→ SET TASK:
Extend the passage about the McCaskill controversy at Gallaudet University, picking up right after its last sentence.

Another thing that makes the McCaskill controversy so delicate for the university is the astounding diversity of its community. To outsiders it can seem that Gallaudet is made up of an extremely one-note population -- that is, deaf -- but it is actually as diverse an academic population as you will find. Students come to Gallaudet from all over the country and the world (46 states and 22 countries in 2010), and they bring different religions, skin colors, cultures, communication styles and sexual orientations. Students from the Far East often bring culturally internalized notions that their deafness is karmic retribution for past-life improprieties. Students from Africa are a generation removed from being left in the bush to die for the crime of being deaf.
Such diverse backgrounds demand incredible sensitivity on the part of the university administration and specifically its Office of Diversity. Getting the students to trust other deaf groups, not to mention the larger world, can be a painstaking process. The only way to meet this challenge is with a continued emphasis on all-inclusive diversity, something that, unfortunately, Dr. McCaskill's actions, on their face, do not support.

→ ENTRIES SHOWN:
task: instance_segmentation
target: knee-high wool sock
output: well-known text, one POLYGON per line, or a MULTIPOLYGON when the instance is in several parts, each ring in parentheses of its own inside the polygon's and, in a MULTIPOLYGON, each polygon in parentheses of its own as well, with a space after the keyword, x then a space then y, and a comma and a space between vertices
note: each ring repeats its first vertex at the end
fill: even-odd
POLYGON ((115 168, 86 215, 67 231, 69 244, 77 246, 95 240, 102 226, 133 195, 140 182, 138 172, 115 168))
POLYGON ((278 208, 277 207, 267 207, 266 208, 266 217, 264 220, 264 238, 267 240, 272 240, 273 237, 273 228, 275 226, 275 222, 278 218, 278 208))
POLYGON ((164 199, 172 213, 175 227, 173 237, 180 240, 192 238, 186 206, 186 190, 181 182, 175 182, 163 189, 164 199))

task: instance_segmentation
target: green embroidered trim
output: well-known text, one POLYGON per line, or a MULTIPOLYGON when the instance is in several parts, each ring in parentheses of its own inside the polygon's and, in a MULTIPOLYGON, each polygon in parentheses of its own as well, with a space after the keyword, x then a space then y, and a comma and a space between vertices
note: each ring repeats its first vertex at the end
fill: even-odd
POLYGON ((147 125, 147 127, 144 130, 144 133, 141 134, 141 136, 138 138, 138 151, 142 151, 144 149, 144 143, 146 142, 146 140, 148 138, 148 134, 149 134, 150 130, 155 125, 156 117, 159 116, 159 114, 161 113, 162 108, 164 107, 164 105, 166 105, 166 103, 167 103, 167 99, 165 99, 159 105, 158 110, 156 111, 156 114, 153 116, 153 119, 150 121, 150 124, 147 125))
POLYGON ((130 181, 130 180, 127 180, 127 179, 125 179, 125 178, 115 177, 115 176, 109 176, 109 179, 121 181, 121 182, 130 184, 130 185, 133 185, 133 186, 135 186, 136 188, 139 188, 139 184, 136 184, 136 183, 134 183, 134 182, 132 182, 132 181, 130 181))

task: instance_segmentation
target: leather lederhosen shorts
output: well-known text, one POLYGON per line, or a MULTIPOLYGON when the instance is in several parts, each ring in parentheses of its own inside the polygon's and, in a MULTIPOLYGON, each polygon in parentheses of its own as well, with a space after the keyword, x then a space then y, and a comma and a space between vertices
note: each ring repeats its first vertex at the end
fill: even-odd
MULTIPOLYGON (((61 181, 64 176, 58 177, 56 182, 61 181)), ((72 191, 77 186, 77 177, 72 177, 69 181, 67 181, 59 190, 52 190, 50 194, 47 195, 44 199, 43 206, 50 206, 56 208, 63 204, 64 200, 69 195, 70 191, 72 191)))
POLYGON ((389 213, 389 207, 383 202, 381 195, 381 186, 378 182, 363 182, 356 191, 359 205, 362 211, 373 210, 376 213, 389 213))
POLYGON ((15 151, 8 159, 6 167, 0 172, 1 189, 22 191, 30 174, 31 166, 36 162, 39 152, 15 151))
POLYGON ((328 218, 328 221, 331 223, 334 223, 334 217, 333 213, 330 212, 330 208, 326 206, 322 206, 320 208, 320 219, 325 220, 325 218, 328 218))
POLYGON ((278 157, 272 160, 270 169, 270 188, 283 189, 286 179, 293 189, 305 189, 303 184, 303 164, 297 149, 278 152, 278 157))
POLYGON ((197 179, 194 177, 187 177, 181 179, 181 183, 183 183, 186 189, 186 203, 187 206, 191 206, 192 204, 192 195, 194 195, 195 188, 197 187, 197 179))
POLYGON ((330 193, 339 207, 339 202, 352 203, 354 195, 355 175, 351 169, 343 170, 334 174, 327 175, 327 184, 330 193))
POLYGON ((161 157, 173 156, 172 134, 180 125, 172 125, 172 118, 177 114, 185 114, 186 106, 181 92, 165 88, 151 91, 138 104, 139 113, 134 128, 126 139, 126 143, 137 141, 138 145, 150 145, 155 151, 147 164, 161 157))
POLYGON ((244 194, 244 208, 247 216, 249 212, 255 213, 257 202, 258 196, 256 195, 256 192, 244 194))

→ IN RESPONSE:
These students arrive from all over the country and the world oppressed not just by prejudice but by laws and isolation and marginalization. A huge part of their collegiate experience is learning to cherish all that they are, including the very thing that, for their entire lives, society and their peers and families have consciously and unconsciously told them is a tremendous burden.
To have that expression trampled by such powerful groups as the Family Research Council and the National Black Churches Initiatives is disgraceful. Shame on them for immediately determining that their political agendas were more important than the students affected by the principles of diversity every day. The students should be commended for handling being pushed to the side of their own story with grace. President Hurwitz and the university administration should be commended for respecting their students' feelings and processes. Keep in mind as well that at no point has Gallaudet said it did not want Dr. McCaskill back; it just wants to respect the community's process.
In principle, respect for diversity and opposition to same-sex marriage are not incompatible, nor are supporting same-sex marriage and supporting a referendum to take it away. But to the 19-year-old student struggling with his identity and self-worth, they are hard to reconcile, and our focus should not be on picking winners or assigning blame but on showing him that in our complicated and diverse American culture, we're all in this together, and his feelings have as much value as anyone else's.